#### [What to work on]
Render the entries below as a numbered list with one line per item, skipping any blank lines. Leave the pictures out of your answer.

Saved entries:
┏━━

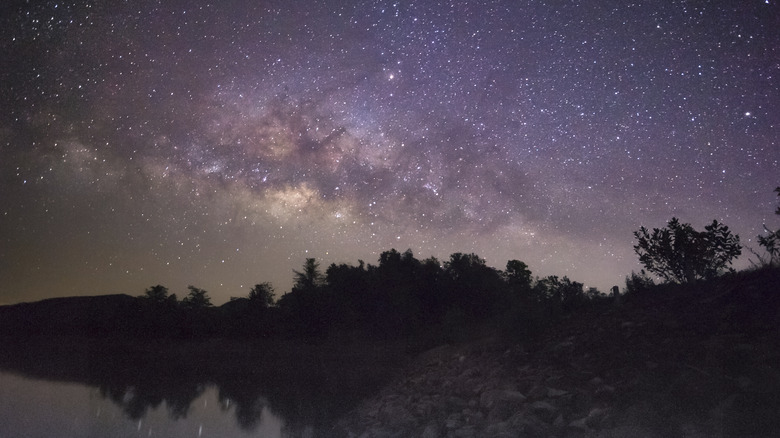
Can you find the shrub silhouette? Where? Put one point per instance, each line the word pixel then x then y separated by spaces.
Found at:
pixel 680 254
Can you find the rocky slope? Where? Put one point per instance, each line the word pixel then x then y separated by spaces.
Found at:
pixel 673 362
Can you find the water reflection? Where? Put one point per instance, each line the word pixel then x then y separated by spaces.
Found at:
pixel 74 387
pixel 41 408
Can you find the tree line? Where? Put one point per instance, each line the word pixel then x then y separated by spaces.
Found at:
pixel 402 295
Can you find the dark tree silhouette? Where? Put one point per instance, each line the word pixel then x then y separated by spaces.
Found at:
pixel 517 275
pixel 262 295
pixel 196 299
pixel 157 294
pixel 680 254
pixel 474 286
pixel 771 241
pixel 310 277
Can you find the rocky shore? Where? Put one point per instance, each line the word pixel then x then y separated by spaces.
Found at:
pixel 671 365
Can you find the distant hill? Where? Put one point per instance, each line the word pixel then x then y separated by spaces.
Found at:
pixel 95 315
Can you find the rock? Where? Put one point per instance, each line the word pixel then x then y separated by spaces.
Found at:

┗━━

#### [Response for this exercise]
1. Can you find the shrub silhouette? Where? Put one point per instance, each line the word pixel then x then y separated by spaces.
2. Found at:
3. pixel 680 254
4. Can you find the rocky slope? Where? Put one point per instance, each line the word pixel then x then y separated by spaces.
5. Found at:
6. pixel 673 362
7. Can you find the water reflection? Where? Put one point per instance, each line the word pixel then x then y separated by spaces.
8. Found at:
9. pixel 74 387
10. pixel 41 408
11. Can you find the tree line? Where? Put one point per instance, each line the word pixel then x then y separated by spaces.
12. Found at:
13. pixel 402 295
14. Can you find the dark tree silhouette? Where? Put one point per instance, each line the word pixel then x then y separated by spaces.
15. Found at:
16. pixel 517 275
17. pixel 262 295
18. pixel 196 299
19. pixel 157 294
20. pixel 680 254
21. pixel 474 286
22. pixel 771 241
23. pixel 310 277
24. Can you find the rocky shore? Where? Put one point per instance, each line the word pixel then x then y separated by spaces.
25. Found at:
26. pixel 671 365
27. Can you find the distant hill? Where? Put one point per instance, each line the word pixel then x then y separated by spaces.
28. Found at:
29. pixel 95 315
30. Can you find the rock? Where? Put one point per instance, each line the word pixel then x then y separated by spaces.
31. Found at:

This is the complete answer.